Consignes:
(A) Répondez d'après le texte sur les musiciens de métro :
(i) Qui signe ce texte ?
(ii) Sous quel éclairage les musiciens se tiennent-ils ?
(iii) Quelle part des gens cherche seulement à aller du point A au point B au plus vite ?
(B) Relevez, dans l'ordre, toutes les formes verbales conjuguées du texte sur les musiciens de métro, sans les infinitifs, participes ni gérondifs. Donnez-en une par ligne, sans les pronoms.
(C) Reprenez le texte sur les musiciens de métro à la suite de sa dernière phrase.

Extrait à lire:
****************************************

Par Chaka V. Grier
Depuis aussi longtemps que je me souvienne, même depuis toute petite, les musiciens de métro, fournisseurs de prestations souterraines non sollicitées, me rendent perplexe et même triste. Debout sous un éclairage fluorescent brillant, ils exécutent des chansons originales ou des reprises souvent étonnamment agréables à écouter, et parfois assimilables à du karaoké de qualité douteuse. J’ai souvent évité de les regarder dans les yeux en me demandant quel intérêt il pourrait y avoir à faire de la musique dans un espace fréquenté par des gens comme nous qui, dans 99 pour cent des cas, ne cherchent qu’à aller du point A au point B le plus rapidement possible.

****************************************

Données saisies:

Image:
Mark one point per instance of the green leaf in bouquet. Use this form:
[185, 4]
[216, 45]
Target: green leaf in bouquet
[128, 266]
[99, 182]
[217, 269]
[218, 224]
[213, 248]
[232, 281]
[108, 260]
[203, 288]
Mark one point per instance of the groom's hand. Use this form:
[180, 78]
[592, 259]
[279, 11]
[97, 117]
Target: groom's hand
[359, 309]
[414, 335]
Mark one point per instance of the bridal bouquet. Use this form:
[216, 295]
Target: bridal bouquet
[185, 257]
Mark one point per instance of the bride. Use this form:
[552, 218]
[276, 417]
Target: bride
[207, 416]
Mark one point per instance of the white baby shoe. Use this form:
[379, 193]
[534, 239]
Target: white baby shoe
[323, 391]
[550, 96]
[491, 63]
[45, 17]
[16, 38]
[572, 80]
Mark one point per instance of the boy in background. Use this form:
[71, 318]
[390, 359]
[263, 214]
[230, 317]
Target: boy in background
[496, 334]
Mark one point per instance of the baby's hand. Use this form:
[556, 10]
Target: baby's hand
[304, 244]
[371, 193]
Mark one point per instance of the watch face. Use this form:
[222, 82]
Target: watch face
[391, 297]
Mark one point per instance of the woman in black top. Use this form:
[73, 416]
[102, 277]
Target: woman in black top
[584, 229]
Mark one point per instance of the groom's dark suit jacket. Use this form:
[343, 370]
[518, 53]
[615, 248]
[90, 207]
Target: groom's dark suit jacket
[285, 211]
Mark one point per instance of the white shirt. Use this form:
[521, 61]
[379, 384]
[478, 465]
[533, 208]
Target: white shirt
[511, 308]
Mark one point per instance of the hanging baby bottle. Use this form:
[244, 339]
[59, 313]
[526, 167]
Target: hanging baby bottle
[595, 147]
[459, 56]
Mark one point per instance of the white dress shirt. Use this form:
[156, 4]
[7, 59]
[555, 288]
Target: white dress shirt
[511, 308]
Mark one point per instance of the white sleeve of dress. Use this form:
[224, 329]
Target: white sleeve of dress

****************************************

Réponses rédigées:
(A)
(i) Chaka V. Grier.
(ii) Sous un éclairage fluorescent brillant.
(iii) 99 pour cent.

(B)
souvienne
rendent
exécutent
ai évité
pourrait
cherchent

(C)
J’ai parfois jeté un coup d’œil – discret, bien entendu – sur leur étui de guitare rempli de monnaie. Parfois il n’y avait que quelques pièces, et c’est là que la tristesse apparaissait. Comme journaliste indépendante, je connaissais bien cette pauvreté, mais, en bonne artiste affamée, j’étais contente qu’elle soit secrète entre les quatre murs de mon compte en banque et non pas exposée aux yeux du monde entier. Mais tandis que je secouais la tête comme une maman perplexe – en me demandant pourquoi un guitariste de métro qui a l’air gentil et qui donne une interprétation pas mal convaincante de « You Got Lucky » de Tom Petty peut se mettre dans une pareille situation – j’ai été impressionnée par le nombre de musiciens qui se produisent fièrement et passionnément dans le métro malgré l’indifférence des passants et qui se contentent des quelques pièces de monnaie qu’ils leur jettent.
Éventuellement, à mesure que je me passionnais pour les émissions de téléréalité sous forme de compétition musicale, j’ai compris. Ces prestations nous transportent dans l’univers éreintant des auditions et de la quête de la célébrité, et les musiciens du métro, d’une certaine manière, sont des pionniers dans le domaine de ces brutales auditions publiques. Ils nous rappellent ces humoristes courageux qui montent en scène au risque de se faire huer et bravent l’indifférence et peut-être les railleries pour apprendre à s’adonner à leur passion pour le rire. Les musiciens du métro font preuve d’autant d’audace pour l’amour de la chanson.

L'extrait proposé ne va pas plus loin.